## PASSAGE
________

By guest contributor Emma Kluge
On April 12-13, scholars from across the world gathered together at the University of Sydney for Trafficking, Smuggling and Illicit Migration in International History: New Geographic and Scalar Perspectives. This workshop and conference was birthed out of a collaboration between the Trafficking Past project led by Julia Laite (Birkbeck, University of London) and Philippa Hetherington (University College London) and the Laureate Research Program in International History led by Glenda Sluga (University of Sydney). The Trafficking Past project aims to interrogate ‘trafficking’ in history on global, national and local scales within the context of migration, labour and gender, and to bring a critical historical perspective to present-day political debates over trafficking and migration. The Laureate Research Programme in International History brings together a team of specialist researchers to ask innovative questions about how humans have imagined the international as a realm of politics and society in the past. The purpose of this co-organised event was to gather together research from and on the Asia-Pacific region and examine how different geographic and scalar perspectives can contribute to historicising ‘trafficking’. If you want to see how things played out in real-time catch up on the proceedings through following the #traffickingpast hashtag on twitter and see photos of the conference.
The proceedings kicked off with a Sydney Ideas public event on Wednesday 11 April entitled ‘Beyond Trafficking and Modern Slavery’ chaired by Philippa Hetherington and featuring talks from Jennifer Burns, director of Anti-Slavery Australia and professor at UTS, and Sverre Molland, anthropologist at Australian National University. The event drew a large crowd of students, academics and members of the public. It brought a historic and legal perspective to current development of Australian Modern Slavery legislation and challenged citizens and activists alike to consider the history of approaches to combating trafficking and reconsider how they mobilize the language of trafficking within the political sphere.
The following day a more intimate group of scholars gathered together for the workshop. The speakers were arranged into panels, each with a generous amount of time for discussion and debate in order to draw out connections and interrogate ‘trafficking’ in its different contexts and iterations.
Julia Laite and Philippa Hetherington set the frame for the workshop and then the conference kicked off with the first panel which explored how local and global scales can be used to study trafficking in the nineteenth century.  April Haynes (University of Wisconsin) spoke on intelligence officers, employment agencies, and narratives of trafficking in early nineteenth century America. Her paper focused on the politics of intimate labour in a local context. This paper was followed by Rae Frances (Australian National University) who took up an international frame to examine sex trafficking through the prism of empire. This panel inspired discussions on the usefulness of different geographical frames in thinking through the policing and responses to trafficking. What specificities become visible at the local level and what patterns emerge on the global scale?

________

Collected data

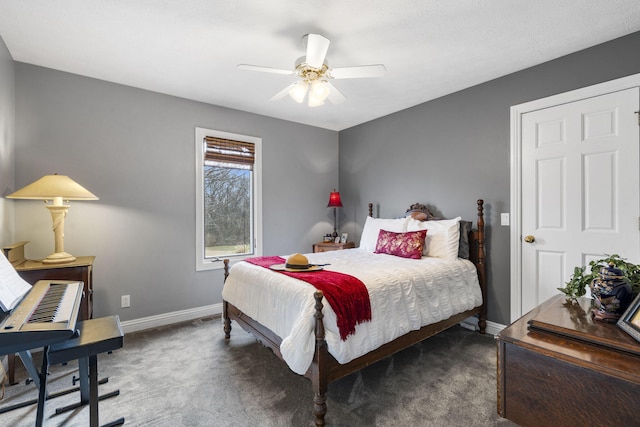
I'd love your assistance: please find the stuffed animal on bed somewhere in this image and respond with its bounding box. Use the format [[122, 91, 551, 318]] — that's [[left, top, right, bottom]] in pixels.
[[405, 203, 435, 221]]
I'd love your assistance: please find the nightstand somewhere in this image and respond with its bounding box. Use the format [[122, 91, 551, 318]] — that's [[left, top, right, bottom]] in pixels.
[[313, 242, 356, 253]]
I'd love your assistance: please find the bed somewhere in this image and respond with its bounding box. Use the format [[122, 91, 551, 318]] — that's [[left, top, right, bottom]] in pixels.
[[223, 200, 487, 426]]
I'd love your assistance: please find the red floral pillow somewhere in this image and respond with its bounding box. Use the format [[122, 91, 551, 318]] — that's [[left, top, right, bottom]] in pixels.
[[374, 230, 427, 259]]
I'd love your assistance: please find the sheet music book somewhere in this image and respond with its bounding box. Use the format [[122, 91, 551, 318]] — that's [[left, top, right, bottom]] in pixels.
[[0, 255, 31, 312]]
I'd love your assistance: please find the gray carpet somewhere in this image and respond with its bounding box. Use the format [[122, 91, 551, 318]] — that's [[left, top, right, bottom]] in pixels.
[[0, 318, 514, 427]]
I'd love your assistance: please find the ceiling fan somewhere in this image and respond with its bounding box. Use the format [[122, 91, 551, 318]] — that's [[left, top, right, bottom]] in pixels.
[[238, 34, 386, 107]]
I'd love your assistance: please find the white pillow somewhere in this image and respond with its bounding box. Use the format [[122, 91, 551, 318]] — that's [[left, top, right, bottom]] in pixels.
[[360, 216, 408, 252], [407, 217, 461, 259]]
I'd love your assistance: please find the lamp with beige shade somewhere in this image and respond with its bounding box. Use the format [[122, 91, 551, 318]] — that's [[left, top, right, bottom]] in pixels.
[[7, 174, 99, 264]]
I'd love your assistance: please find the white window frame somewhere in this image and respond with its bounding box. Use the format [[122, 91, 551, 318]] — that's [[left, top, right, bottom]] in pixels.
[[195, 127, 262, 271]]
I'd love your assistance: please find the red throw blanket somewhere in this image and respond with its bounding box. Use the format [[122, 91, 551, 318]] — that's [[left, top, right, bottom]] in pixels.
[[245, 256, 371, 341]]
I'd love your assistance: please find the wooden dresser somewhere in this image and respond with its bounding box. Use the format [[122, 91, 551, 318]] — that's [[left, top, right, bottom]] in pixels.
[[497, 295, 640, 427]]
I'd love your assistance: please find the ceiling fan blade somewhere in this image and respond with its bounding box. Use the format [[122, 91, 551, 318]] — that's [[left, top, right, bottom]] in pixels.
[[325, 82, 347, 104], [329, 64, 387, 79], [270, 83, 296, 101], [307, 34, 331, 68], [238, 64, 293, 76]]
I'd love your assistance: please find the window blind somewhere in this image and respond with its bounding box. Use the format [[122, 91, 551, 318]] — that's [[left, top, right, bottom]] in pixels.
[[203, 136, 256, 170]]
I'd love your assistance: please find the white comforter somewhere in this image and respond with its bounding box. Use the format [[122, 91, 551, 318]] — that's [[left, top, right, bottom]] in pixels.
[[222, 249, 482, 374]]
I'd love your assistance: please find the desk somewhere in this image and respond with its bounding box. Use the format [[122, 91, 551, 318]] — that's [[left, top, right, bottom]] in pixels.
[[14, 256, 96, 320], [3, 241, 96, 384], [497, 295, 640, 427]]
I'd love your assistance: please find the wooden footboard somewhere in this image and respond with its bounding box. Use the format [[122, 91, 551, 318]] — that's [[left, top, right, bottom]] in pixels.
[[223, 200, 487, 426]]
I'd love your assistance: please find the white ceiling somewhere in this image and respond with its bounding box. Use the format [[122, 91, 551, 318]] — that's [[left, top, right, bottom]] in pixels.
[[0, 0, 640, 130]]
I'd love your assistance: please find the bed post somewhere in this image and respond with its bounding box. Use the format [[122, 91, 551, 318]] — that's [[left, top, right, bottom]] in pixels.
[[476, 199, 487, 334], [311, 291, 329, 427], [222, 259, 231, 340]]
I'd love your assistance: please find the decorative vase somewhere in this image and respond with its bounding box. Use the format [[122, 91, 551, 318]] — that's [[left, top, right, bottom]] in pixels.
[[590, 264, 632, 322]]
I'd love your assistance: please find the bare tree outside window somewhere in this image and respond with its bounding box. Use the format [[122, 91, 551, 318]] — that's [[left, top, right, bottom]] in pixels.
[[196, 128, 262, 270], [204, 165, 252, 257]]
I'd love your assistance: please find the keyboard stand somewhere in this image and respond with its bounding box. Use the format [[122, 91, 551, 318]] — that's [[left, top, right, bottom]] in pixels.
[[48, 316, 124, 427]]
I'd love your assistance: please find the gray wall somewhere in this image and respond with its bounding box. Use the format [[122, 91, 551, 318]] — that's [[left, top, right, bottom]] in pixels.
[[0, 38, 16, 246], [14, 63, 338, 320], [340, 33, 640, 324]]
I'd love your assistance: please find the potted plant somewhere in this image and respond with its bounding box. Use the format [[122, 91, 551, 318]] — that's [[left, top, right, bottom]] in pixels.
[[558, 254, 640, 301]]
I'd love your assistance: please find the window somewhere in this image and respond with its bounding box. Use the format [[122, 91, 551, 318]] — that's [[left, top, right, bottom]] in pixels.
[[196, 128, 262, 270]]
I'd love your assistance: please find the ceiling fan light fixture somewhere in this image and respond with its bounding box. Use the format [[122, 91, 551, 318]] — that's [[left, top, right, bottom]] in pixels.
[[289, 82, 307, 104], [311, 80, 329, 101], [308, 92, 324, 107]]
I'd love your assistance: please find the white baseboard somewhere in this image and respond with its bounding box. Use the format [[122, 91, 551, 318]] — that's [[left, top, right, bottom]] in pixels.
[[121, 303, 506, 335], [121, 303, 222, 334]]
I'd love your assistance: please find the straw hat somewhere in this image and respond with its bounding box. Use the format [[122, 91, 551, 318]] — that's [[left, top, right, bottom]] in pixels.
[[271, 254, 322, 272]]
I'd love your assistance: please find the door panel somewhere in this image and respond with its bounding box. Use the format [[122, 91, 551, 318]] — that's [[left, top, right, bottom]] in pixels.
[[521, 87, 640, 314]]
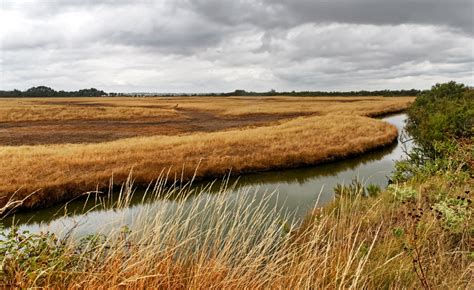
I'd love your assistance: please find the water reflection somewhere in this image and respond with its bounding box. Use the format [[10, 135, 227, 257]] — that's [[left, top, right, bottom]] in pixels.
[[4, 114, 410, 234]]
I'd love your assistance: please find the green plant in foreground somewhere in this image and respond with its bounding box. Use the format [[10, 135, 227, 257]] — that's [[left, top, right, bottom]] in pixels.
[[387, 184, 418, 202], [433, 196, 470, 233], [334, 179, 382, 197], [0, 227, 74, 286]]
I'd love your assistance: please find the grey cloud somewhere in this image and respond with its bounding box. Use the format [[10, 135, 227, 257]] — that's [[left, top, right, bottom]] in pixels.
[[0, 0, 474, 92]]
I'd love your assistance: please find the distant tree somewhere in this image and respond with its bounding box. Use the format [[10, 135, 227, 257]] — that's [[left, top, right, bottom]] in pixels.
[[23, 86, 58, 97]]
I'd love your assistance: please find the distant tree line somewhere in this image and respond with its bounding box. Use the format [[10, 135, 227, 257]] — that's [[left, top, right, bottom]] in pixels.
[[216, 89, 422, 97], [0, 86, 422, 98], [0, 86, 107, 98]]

________

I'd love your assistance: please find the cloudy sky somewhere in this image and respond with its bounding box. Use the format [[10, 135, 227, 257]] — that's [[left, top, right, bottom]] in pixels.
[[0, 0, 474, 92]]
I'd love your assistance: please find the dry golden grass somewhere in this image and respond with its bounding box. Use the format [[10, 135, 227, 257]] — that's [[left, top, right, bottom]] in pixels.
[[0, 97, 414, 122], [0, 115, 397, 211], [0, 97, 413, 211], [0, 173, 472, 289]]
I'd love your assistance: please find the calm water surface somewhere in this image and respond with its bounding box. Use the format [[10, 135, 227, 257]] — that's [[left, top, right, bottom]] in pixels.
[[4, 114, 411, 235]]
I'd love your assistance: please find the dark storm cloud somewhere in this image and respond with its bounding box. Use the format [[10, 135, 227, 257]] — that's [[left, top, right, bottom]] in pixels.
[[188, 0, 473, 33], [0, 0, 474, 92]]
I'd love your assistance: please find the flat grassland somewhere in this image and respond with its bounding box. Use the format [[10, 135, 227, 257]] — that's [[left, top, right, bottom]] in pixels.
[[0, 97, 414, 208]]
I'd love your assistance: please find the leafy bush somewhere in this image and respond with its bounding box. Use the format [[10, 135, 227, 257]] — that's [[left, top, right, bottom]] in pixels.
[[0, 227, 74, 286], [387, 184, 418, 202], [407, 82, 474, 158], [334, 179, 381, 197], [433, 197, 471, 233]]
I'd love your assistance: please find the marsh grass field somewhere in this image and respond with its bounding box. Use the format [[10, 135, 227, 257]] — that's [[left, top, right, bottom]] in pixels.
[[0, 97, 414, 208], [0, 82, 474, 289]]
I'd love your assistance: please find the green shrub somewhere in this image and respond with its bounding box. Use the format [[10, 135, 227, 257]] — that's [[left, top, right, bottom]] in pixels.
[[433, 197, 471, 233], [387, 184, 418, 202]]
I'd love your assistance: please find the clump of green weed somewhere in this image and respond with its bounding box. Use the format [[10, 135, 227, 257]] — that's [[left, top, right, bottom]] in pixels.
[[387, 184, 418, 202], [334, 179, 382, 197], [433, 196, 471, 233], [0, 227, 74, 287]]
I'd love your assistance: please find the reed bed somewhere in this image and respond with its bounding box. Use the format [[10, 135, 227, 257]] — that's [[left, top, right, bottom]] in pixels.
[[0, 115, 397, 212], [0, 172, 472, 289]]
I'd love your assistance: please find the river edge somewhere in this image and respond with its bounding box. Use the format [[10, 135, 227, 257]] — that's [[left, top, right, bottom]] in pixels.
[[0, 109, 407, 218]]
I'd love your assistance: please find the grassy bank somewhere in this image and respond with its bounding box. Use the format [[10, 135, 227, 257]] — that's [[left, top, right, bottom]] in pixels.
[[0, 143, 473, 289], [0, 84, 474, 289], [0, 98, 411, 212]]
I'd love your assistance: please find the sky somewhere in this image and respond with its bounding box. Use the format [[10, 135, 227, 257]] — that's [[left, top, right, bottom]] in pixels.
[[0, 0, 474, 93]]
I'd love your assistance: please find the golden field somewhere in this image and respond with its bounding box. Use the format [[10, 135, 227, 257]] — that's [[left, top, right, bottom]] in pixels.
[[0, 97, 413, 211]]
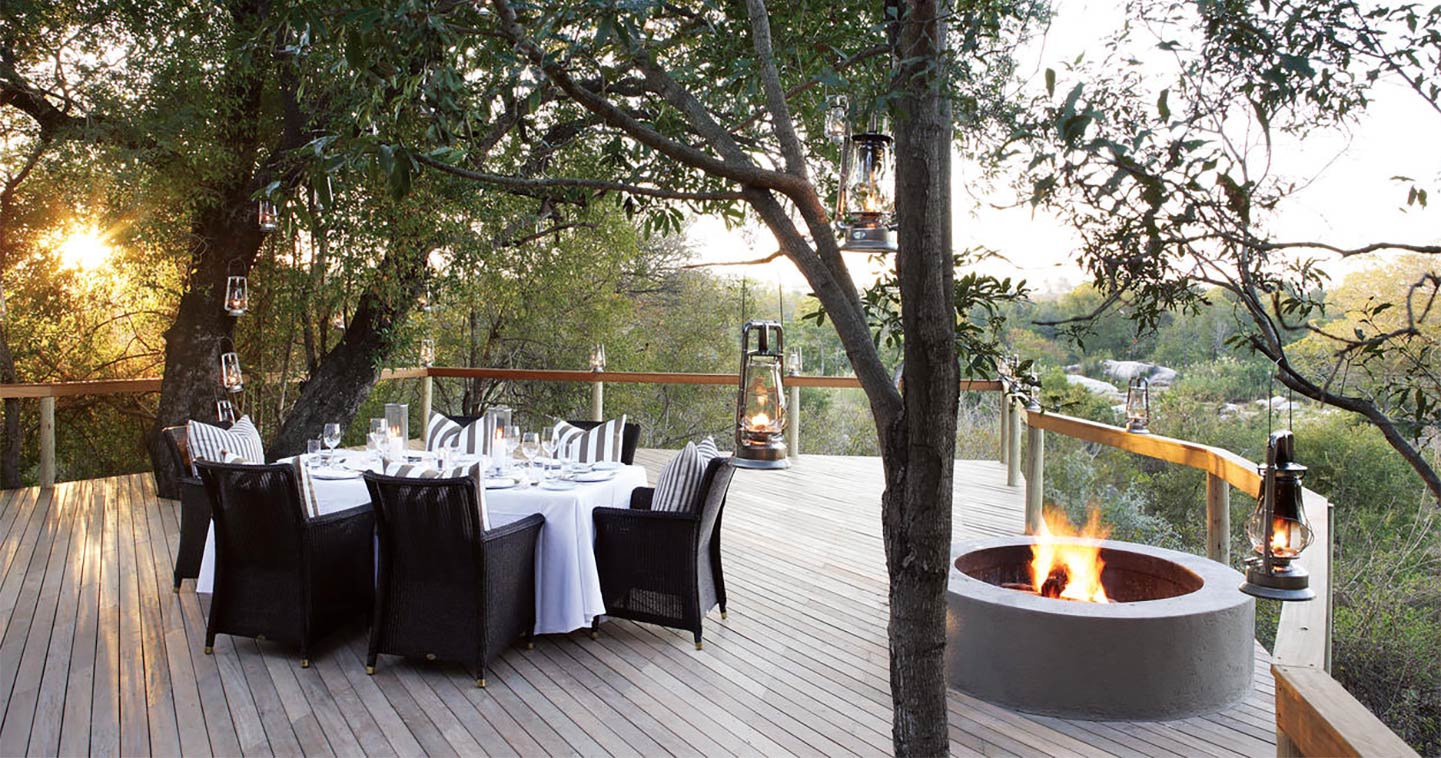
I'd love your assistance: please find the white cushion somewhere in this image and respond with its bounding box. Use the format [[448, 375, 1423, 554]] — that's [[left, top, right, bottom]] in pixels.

________

## DO THIS
Continue the report on the trafficking history workshop from where it stops, in the same style.

## RESULT OF THIS TASK
This was followed by a panel that focused on trafficking in Asia Pacific. Sophie Loy-Wilson (University of Sydney) examined the Australian discourse of illicit migration and its use to discredit Chinese workers in Australia and how this contributed to restrictive migration schemes and harsh legal practises in the nineteenth century. Then Sandy Chang (University of Texas) took us to British Malaya with her examination of the brothel economy from 1900s-1930s. She complicated ideas of trafficking through examining the lives of Chinese women involved in the sex trade. These papers generated a discussion of the politics of different forms of labour and its intersection with race and gender.
On Friday morning Clare Corbould (Deakin University) took centre stage to discuss the Pacific Afterlives of slavery through the writing of Mark Twain. Corbould highlighted the need to connect studies of the Pacific indentured labour trade in the nineteenth century with the broader historiography of slavery and specifically American studies scholarship of the legacies of the eighteenth-century slave trade. How do we define the term slavery? At what point does trafficking and coerced labour become slavery? How do our conceptions of these term impact on the histories we write?
The second panel for the day was on Law, Regulation and Global Governance. Both papers asked how legal definitions or official discourse might obscure forms of trafficking. Jean Allain (Monash University) took up a legal frame to examine the meanings of trafficking law as articulated at the 1904 International conference for the Repression of the White Slave Traffic. Julia Martinez (University of Wollongong) challenged us to think through our maps of trafficking – literal and scholarly – and think through which regions have been excluded through exploring the case study of trafficking in the Philippines under the US administration. Martinez highlighted the need to study the trafficking of women within the context of migration in order to recognize more complex or less visible forms of forced labour.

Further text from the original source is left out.